* [TEXT SHOWN]:
On National Day of Action Against Bullying (Friday, March 19), Toronto Private Hospital is installing a “buddy bench” at Toronto Public School to help educate children about the importance of inclusivity and healthy relationships at school.
Recent Australian studies indicate one of the most severe consequences of bullying is PTSD. Research has shown that 40.5% of girls and 27.6% of boys show PTSD symptoms at the time of being bullied. These individuals’ torment can sometimes follow them into later life. This can be triggered by just remembering the bullying incident or by related stimuli, such as visiting their school as adults or by encountering their bully in a different environment. As a result, national health provider, Healthe Care Australia, is donating dedicated friendship benches to schools across the country to help change the narrative.
Toronto Private Hospital consultant psychiatrist Dr Arvind Kendurkar said there was a strong link between bullying and PTSD but hoped the new addition to school playgrounds would provide safe spaces for children needing support from peers or teachers.
“Without intervention, children who experience long-term bullying are at risk for chronic depression, increased risk of suicidal thoughts, suicide plans, and suicide attempts, anxiety disorders, PTSD, self-destructive behaviour - including self-harm and substance abuse,” he said.
“In a way, COVID-19 has masked the affects because children have been at home more, but negative behaviour has definitely been magnified on social media.
“The prevalence of bullying and youth mental health issues is a national crisis, but I think buddy benches are a great social education tool and will help promote inclusion, start conversations about healthy relationships and hierarchy in the playground, and provide a place of comfort.”
Toronto Private Hospital chief executive officer, Sue-ellen Blomfield, said the hospital along with the wider Healthe Care group was donating 30 benches to schools across Australia on National Day of Action against Bullying.
She said Healthe Care’s portfolio of mental health hospitals, including Toronto Private Hospital were strong advocates of buddy benches as the narrative they established carried with children as they grew into adolescents and adulthood.
“One in every five children are reportedly bullied every week,” she said.
“Buddy benches provide students with a safe place to express their need for staff and student support. They also have the benefit of starting important conversations around mental health which can be carried throughout school and into adulthood.
"We at Toronto Private, along with our wider Healthe Care group, will continue to provide our local schools with buddy benches, working towards the ultimate goal of having a buddy bench in every school.
Image L to R: School Captain Jake Lundy, Assistant Principal Megan Evans, Toronto Private Hospital CEO Sue-ellen Blomfield, and School Captain Peyton Greathead.

* [DATA FOR ANALYSIS]:
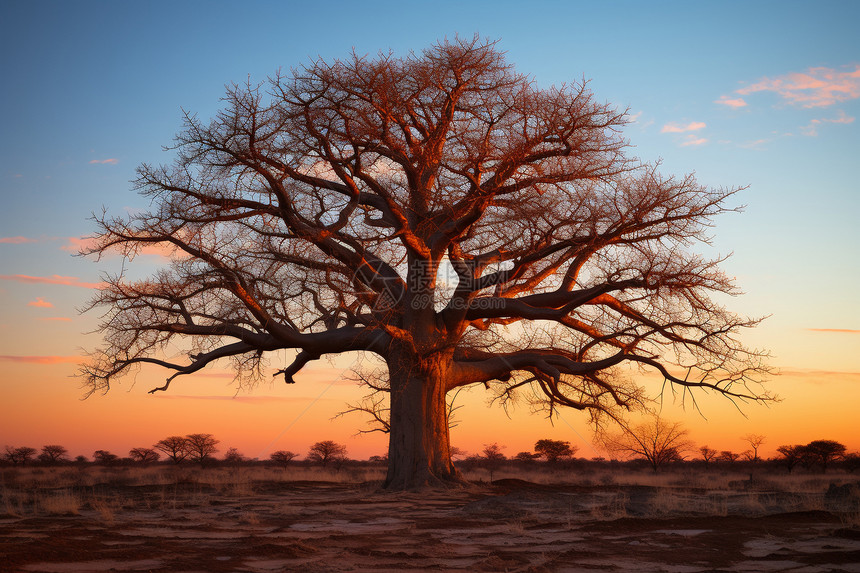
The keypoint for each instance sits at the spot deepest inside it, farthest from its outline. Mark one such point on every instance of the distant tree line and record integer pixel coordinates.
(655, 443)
==
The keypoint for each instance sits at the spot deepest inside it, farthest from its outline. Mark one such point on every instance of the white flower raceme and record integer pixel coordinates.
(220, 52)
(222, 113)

* [ASSIGNMENT]: Print the stretch of the buddy bench article from "Image L to R: School" through "Captain Peyton Greathead." word for word.

* [ANSWER SPACE]:
Image L to R: School Captain Jake Lundy, Assistant Principal Megan Evans, Toronto Private Hospital CEO Sue-ellen Blomfield, and School Captain Peyton Greathead.